=== Provided information ===
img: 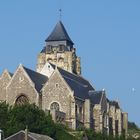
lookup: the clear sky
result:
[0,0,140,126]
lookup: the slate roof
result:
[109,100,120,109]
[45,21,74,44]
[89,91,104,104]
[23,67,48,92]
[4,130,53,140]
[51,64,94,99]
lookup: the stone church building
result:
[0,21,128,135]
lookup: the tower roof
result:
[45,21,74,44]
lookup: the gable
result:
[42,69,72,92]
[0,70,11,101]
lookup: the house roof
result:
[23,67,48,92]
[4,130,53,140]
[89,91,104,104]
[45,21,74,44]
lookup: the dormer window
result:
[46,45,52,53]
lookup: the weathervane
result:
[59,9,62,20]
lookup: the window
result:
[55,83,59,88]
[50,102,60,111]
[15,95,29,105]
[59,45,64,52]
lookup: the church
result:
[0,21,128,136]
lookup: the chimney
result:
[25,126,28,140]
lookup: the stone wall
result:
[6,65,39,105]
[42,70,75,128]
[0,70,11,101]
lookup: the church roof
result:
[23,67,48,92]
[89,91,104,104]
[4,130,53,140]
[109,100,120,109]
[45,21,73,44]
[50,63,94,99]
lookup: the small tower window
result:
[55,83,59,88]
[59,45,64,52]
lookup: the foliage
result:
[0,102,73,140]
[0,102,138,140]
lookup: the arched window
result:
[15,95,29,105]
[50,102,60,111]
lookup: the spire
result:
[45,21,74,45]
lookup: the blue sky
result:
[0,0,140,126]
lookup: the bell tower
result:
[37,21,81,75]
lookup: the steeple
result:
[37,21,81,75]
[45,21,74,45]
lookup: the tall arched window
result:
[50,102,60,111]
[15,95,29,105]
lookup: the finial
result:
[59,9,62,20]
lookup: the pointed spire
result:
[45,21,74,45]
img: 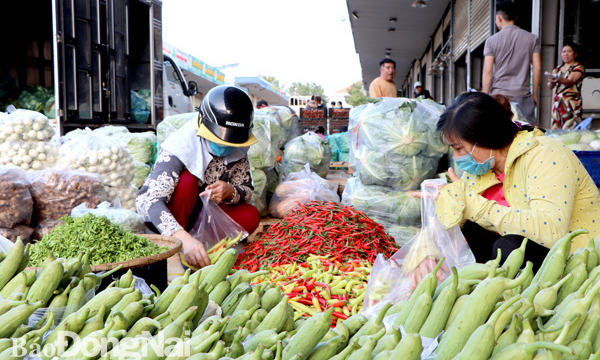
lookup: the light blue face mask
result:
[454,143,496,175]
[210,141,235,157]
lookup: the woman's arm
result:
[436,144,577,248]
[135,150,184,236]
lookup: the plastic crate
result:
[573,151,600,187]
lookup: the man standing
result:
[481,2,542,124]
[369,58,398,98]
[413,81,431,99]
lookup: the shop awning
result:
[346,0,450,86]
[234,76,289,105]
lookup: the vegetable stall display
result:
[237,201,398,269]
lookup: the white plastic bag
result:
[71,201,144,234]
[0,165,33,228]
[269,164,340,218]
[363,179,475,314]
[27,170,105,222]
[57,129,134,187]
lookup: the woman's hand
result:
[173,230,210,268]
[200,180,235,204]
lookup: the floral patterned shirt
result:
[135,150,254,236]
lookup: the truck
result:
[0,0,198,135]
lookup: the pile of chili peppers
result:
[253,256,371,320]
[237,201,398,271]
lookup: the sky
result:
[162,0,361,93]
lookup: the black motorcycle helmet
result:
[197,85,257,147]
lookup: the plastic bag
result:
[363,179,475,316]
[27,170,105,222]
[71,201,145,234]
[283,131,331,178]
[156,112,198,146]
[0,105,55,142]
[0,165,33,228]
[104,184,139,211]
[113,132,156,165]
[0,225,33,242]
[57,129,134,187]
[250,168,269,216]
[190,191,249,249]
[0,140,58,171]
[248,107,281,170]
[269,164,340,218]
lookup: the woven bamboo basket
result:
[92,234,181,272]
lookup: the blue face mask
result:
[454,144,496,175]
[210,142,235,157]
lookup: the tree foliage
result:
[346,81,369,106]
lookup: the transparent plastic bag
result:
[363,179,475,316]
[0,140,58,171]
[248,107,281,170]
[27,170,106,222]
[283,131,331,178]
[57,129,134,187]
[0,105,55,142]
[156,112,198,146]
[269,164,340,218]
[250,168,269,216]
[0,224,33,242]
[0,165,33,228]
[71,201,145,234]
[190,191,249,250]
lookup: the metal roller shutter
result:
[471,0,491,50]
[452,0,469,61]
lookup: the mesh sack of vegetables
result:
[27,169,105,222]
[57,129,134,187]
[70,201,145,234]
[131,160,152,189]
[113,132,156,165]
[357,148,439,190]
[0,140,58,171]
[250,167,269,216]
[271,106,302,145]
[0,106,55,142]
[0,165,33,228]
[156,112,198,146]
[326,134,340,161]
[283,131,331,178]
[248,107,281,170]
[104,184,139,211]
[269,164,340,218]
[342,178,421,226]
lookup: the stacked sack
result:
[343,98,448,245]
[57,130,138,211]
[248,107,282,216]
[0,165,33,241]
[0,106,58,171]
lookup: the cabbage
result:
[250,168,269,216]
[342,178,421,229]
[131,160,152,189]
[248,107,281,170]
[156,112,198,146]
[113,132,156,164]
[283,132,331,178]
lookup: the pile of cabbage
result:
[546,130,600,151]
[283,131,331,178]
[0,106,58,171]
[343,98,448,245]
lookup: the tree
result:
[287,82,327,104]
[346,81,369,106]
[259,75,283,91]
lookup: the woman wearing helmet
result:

=== What to produce ===
Please substitute "wind vane" for "weathervane" everywhere it occurs in the lines and write all the lines out again, changing nothing else. Leave the pictures out.

=== Result ===
img: 
lookup: the clear sky
result:
[0,0,140,126]
lookup: the slate roof
result:
[109,100,120,109]
[45,21,74,44]
[89,91,104,104]
[23,67,48,92]
[4,130,53,140]
[51,64,94,99]
lookup: the stone church building
result:
[0,21,128,135]
lookup: the tower roof
result:
[45,21,74,44]
lookup: the gable
result:
[42,69,72,92]
[0,70,11,101]
lookup: the house roof
result:
[23,67,48,92]
[4,130,53,140]
[89,91,104,104]
[45,21,74,44]
lookup: the dormer window
result:
[46,45,52,53]
lookup: the wind vane
result:
[59,9,62,20]
lookup: the window
result:
[55,83,59,88]
[50,102,60,111]
[15,95,29,105]
[59,45,64,52]
lookup: the church
result:
[0,21,128,136]
lookup: the chimney
result:
[25,126,28,140]
lookup: the stone wall
result:
[6,65,39,105]
[42,70,75,128]
[0,70,11,101]
lookup: the church roof
result:
[23,67,48,92]
[89,91,104,104]
[4,130,53,140]
[109,100,120,109]
[45,21,73,44]
[50,63,94,99]
lookup: the small tower window
result:
[55,83,59,88]
[59,45,64,52]
lookup: the foliage
result:
[0,102,73,140]
[0,102,138,140]
lookup: the arched window
result:
[15,95,29,105]
[50,102,60,111]
lookup: the spire
result:
[45,21,74,45]
lookup: the blue sky
result:
[0,0,140,126]
lookup: the bell tower
result:
[37,21,81,75]
lookup: the steeple
result:
[37,21,81,75]
[45,21,74,45]
lookup: the tall arched window
result:
[50,102,60,111]
[15,95,29,105]
lookup: the finial
result:
[59,9,62,20]
lookup: the pointed spire
result:
[45,21,74,45]
img: 
lookup: the light blue face mask
result:
[454,143,496,175]
[210,141,235,157]
lookup: the woman's arm
result:
[436,144,577,248]
[135,150,184,236]
lookup: the plastic crate
result:
[573,151,600,187]
lookup: the man standing
result:
[481,2,542,124]
[369,58,398,98]
[413,81,431,99]
lookup: the shop awning
result:
[346,0,450,86]
[234,76,289,105]
lookup: the vegetable stall display
result:
[237,201,398,269]
lookup: the white plastic bag
result:
[71,201,144,234]
[0,165,33,228]
[269,164,340,218]
[363,179,475,314]
[27,170,105,222]
[57,129,134,187]
lookup: the woman's hand
result:
[173,230,210,268]
[200,180,235,204]
lookup: the floral patterned shirt
result:
[135,150,254,236]
lookup: the truck
result:
[0,0,198,135]
lookup: the pile of chili peppers
result:
[253,256,371,320]
[237,201,398,271]
lookup: the sky
result:
[162,0,361,93]
lookup: the black motorcycle helmet
result:
[197,85,257,147]
lookup: the plastic bag
result:
[363,179,475,316]
[27,170,105,222]
[71,201,145,234]
[283,131,331,178]
[156,112,198,146]
[0,105,55,142]
[0,165,33,228]
[104,184,139,211]
[113,132,156,165]
[0,225,33,242]
[57,129,134,187]
[250,168,269,216]
[190,191,249,249]
[0,140,58,171]
[248,107,281,170]
[269,164,340,218]
lookup: the woven bamboo basket
result:
[92,234,181,272]
lookup: the blue face mask
result:
[454,144,496,175]
[210,142,235,157]
lookup: the tree foliage
result:
[346,81,369,106]
lookup: the transparent plastic bag
result:
[363,179,475,316]
[0,140,58,171]
[248,107,281,170]
[27,170,106,222]
[283,131,331,178]
[57,129,134,187]
[0,105,55,142]
[156,112,198,146]
[269,164,340,218]
[250,168,269,216]
[0,224,33,242]
[0,165,33,228]
[71,201,145,234]
[190,191,249,250]
lookup: the metal roller shutter
result:
[471,0,491,50]
[452,0,469,61]
lookup: the mesh sack of vegetables
result:
[27,169,105,222]
[57,129,134,187]
[70,201,145,234]
[131,160,152,189]
[113,132,156,165]
[357,148,439,190]
[0,140,58,171]
[250,167,269,216]
[271,106,302,145]
[0,106,55,142]
[0,165,33,228]
[156,112,198,146]
[326,134,340,161]
[283,131,331,178]
[248,107,281,170]
[104,184,139,211]
[269,164,340,218]
[342,178,421,226]
lookup: the stacked sack
result:
[343,98,448,245]
[57,130,138,211]
[248,107,282,216]
[0,165,33,241]
[0,106,58,171]
lookup: the cabbage
result:
[250,168,269,216]
[342,178,421,229]
[131,160,152,189]
[248,107,281,170]
[156,112,198,146]
[113,132,156,164]
[283,132,331,178]
lookup: the pile of cabbage
result:
[546,130,600,151]
[283,131,331,178]
[0,106,58,171]
[343,98,448,245]
lookup: the tree
result:
[287,82,327,104]
[346,81,369,106]
[259,75,283,91]
lookup: the woman wearing helmet
result:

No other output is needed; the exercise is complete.